— Material supplied —
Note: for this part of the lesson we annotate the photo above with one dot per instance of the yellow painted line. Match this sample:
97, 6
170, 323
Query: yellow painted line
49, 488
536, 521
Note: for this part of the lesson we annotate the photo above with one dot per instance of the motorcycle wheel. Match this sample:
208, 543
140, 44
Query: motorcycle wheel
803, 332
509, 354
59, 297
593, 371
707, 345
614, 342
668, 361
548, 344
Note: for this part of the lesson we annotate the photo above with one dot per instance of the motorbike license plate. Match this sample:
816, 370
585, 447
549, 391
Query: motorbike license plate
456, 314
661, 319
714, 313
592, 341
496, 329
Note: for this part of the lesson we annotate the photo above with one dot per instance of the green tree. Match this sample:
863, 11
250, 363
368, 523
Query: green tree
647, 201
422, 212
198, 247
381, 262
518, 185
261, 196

...

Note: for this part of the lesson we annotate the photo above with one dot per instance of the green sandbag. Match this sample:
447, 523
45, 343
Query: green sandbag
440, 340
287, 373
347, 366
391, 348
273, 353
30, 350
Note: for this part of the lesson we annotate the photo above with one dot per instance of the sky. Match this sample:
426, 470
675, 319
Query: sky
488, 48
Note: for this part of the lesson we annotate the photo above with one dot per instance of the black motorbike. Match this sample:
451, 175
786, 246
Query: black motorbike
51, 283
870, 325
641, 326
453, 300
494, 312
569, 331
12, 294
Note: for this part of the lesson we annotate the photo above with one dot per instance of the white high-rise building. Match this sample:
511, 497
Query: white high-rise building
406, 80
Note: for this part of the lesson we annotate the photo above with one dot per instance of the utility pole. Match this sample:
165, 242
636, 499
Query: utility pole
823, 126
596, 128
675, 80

— Problem statement —
Copy every line of the rows above that contains the string "rise", matching case exactly.

— Right answer —
Note: for this part of the lesson we annotate the photo above with one dot per instance of the white high-rise building. Match this sample:
Query: white high-rise building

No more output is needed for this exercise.